REQUIRED WORK:
(1) According to the Richard Rosner profile, in what year did Rosner publish the first edition of Principles and Practice of Forensic Psychiatry?
(2) From the Richard Rosner profile, print the stretch from "In 1982, he" through "of Forensic Psychiatry.".

READING TEXT:
Richard Rosner met his wife Bernice after he graduated from medical school. She was a nurse who eventually rose to be Executive Director of the Visiting Nurses' Association of Brooklyn. They were first introduced at a party, and he was impressed by her homemade apple pie. They dated for eight years before deciding on marriage. He determined their compatibility by administering to Bernice a battery of psychological tests. I asked him why she put up with that nonsense. “She loved me,” he said. Even his marriage proposal was indirect. While her apartment was under repair, he asked her to live with him. They subsequently remarried six times, for the fun of it, including a licensed‐in‐Liberia wedding. She helped him not to underrate himself, but also not to take himself too seriously. They wanted children, but by the time they decided they were ready, they were too old. In any case, he says he has many children, by which he means his rewarding relationships with his students. His wife died on July 17, 2001. He says that 9‐11 did not mean a lot to him.
In 1982, he published his first book in forensic psychiatry, Critical Issues in American Psychiatry and the Law. The work, published by Charles Thomas Company, would become a series of seven books on various topics in forensic psychiatry, including juvenile psychiatry, correctional psychiatry, and ethical practice. He wished someone else had written such books, but no one else did. “I didn't realize the job was impossible,” he says, “so I did it.” He wanted to create a core body of literature in forensic psychiatry through a series that was “consciousness raising.” He took a dialectical approach in the books, presenting conflicting views to clarify opinions. After seven volumes, he realized that people wanted answers, not a dialectic. He proceeded to publish, in 1994, the first edition of Principles and Practice of Forensic Psychiatry.
Dr. Rosner continues to learn. Several years ago, while we were waiting for the plane to the AAPL convention, I observed him reading Camus' The Stranger. I was impressed and bemused. No one ever reads Camus after college. But then, Dr. Rosner is genuinely interested in philosophy. What is mind, self, person? To what extent is a person regarded as responsible? These are questions that fascinate him. He addressed these matters in volume one of his Critical Issues series. He subsequently took graduate philosophy courses in NYU's Department of Philosophy. He is attracted to the rigor of thinking demanded by philosophy and is himself a rigorous thinker. He imparts this rigor to his students. I recall in my forensic residency how he politely, clearly, and firmly said of one of my conclusions in a competency‐to‐stand‐trial report: “That, Dr. Reeves, is a non sequitur.” I checked. It was a non sequitur. I was as surprised by his close reading as I was by the criticism. He is currently enrolled in a program to become a New York credentialed alcoholism and substance abuse counselor. He is also enrolled in a course in empirically validated cognitive‐behavioral therapy. He remains skeptical of what psychiatry purports to accomplish. Yet he has not given up hope and is not resting on his laurels.

DATA SUPPLIED:

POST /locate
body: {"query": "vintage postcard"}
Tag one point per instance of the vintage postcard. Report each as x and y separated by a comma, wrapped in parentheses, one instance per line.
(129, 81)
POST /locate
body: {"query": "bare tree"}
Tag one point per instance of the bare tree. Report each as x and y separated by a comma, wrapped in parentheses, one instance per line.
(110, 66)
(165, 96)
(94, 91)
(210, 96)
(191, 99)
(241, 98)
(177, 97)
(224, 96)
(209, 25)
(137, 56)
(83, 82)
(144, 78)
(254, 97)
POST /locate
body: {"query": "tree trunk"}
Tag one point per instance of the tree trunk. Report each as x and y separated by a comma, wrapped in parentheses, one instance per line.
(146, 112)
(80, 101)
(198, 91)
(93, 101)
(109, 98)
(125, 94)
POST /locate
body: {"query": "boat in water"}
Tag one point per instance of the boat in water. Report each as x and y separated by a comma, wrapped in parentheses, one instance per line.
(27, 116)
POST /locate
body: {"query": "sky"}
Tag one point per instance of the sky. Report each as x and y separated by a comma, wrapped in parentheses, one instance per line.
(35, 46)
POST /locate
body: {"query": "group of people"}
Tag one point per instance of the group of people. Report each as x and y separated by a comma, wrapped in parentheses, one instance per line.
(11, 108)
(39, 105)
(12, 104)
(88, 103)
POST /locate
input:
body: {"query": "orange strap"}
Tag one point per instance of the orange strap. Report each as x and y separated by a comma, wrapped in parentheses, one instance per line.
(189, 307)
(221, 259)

ANSWERS TO THE EXERCISES:
(1) 1994

(2)
In 1982, he published his first book in forensic psychiatry, Critical Issues in American Psychiatry and the Law. The work, published by Charles Thomas Company, would become a series of seven books on various topics in forensic psychiatry, including juvenile psychiatry, correctional psychiatry, and ethical practice. He wished someone else had written such books, but no one else did. “I didn't realize the job was impossible,” he says, “so I did it.” He wanted to create a core body of literature in forensic psychiatry through a series that was “consciousness raising.” He took a dialectical approach in the books, presenting conflicting views to clarify opinions. After seven volumes, he realized that people wanted answers, not a dialectic. He proceeded to publish, in 1994, the first edition of Principles and Practice of Forensic Psychiatry.